Цель задания A: Найдите в записях каждую строку, где встречается слово «feather», и перепишите эти строки. Регистр букв имеет значение.

Фрагмент источника:
□ □ □ □ □ □ □

Параллельные построения открыли фильм для психологии. Режиссеры заинтересовались лицом. В «Энохе Ардене» Гриффита между крупным планом жены и следующим кадром, изображающим (общим планом) мужа, выброшенного на далекий берег кораблекрушением, устанавливались сложные художественные отношения. Видит ли она его мысленным взором, скорбит ли по погибшему, является ли это сопоставление воспоминанием или предвосхищением будущей встречи? Здесь уже неуместно гадать, «что хотел сказать автор». Гриффит не подтверждает и не отвергает ни одного из предположений: все они уместились между двумя планами – задумчивым лицом (крупным планом) и одиноким силуэтом Эноха Ардена.

Параллельные построения разнятся по пространственному диапазону. Можно – мы это видим в каждом современном фильме – попеременно показывать действие, происходящее в одном и том же пространстве (например, двое ведут разговор, мы видим то одного, то другого). Но параллелизма здесь мы не ощутим (так человек не замечает перебегания своих зрачков): время и пространство образуют в таких случаях нерасчлененный линейный поток. Теперь вообразим, что за происходящим наблюдает персонаж, спрятавшийся за шторой. Нам показывают то его, то сцену, за которой он следит. Мы почувствуем известный скачок, перебрасывающий нас из пространства в пространство. Если скачок повторять, наше сознание не воспротивится ощущению, будто мы присутствуем при событиях, творящихся одновременно в разных местах. Фигура повторения разрушила линейность. Для нашего сознания параллелизм оказался более властной формулой, чем здравый смысл, подсказывающий, что быть в разных местах одновременно невозможно.

Теперь представим себе, что пространства не смежные, а отделены одно от другого каким-то третьим, промежуточным пространством.


17. «Уединенная вилла» Д. У. Гриффита


В отличие от двух первых, промежуточного пространства зритель не видит, он его только предполагает, и именно невозможность для зрителя «измерить», окинуть взглядом это предполагаемое пространство, превращает дистанцию, разделяющую два параллельных места действия, в емкий источник драматического напряжения (вспомним, как нога ищет ступеньку на неосвещенной лестнице).

Ранние кинорежиссеры хорошо знали это свойство пространства и умело им пользовались. Англичане-брайтонцы, а за ними французы, работавшие в жанре комедии-бурлеска, создавали фильмы-погони, сюжет которых сводился к тому, что преследуемый был кровно заинтересован в возможном увеличении невидимого зрителю промежуточного пространства, а преследователи добивались его сокращения.

□ □ □ □ □ □ □

Записанные данные:
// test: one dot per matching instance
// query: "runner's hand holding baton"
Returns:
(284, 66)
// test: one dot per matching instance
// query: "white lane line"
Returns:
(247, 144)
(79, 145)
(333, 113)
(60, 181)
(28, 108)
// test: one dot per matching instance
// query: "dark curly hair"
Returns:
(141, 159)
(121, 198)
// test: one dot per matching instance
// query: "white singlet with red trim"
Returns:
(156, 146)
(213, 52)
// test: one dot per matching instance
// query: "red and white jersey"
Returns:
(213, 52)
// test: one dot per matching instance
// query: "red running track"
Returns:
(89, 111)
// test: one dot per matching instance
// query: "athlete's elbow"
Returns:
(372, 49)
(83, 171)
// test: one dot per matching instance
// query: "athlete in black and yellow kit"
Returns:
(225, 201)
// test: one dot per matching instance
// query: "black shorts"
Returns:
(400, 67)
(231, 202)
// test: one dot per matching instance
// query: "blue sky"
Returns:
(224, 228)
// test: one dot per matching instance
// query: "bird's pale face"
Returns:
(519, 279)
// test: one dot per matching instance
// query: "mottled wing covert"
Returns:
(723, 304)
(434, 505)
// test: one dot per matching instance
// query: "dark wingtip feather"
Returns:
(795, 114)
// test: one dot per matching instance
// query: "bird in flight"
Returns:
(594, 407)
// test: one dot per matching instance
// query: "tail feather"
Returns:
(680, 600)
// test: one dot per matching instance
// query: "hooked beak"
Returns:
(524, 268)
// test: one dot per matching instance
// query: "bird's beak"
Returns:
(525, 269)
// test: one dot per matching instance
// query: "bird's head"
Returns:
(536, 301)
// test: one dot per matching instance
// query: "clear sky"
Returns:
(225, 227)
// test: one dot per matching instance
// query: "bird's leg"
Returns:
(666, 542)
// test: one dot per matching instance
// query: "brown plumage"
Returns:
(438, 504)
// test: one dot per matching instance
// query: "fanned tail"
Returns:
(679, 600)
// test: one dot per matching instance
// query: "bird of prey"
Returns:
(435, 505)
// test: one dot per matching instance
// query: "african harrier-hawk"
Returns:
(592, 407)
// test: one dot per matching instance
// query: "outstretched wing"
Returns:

□ □ □ □ □ □ □

Цель задания B: Продолжите текст о параллельных построениях в кино, начав сразу после его последнего предложения.

Ответ A:
// query: "dark wingtip feather"
// query: "tail feather"

Ответ B:
Гриффит жанром «погони» интересовался мало – взамен он предложил другую формулу параллельного построения, еще более богатую драматургическими возможностями. Остановимся на «Уединенной вилле» (1909) – образце повествовательной техники Гриффита.

Зрительская реакция на фильм превысила все ожидания. «Наконец, слава Богу, они спасены!» – воскликнула сидевшая позади меня женщина, как только фильм кончился. Ее, как и всю публику, на протяжении всего сеанса не оставляло волнение. И не удивительно, из бескровных драм, которые мне удавалось видеть, эта – самая ловко скроенная. С того самого момента, как картина началась, вас не покидает ощущение напряженного ожидания… Когда фильм показывали на 14-й улице, зал буквально привстал с мест – настолько убедительно, подробно и эффектно построен сюжет» – так писал американский критик об «Уединенной вилле». Как Гриффит добивался такого напряжения?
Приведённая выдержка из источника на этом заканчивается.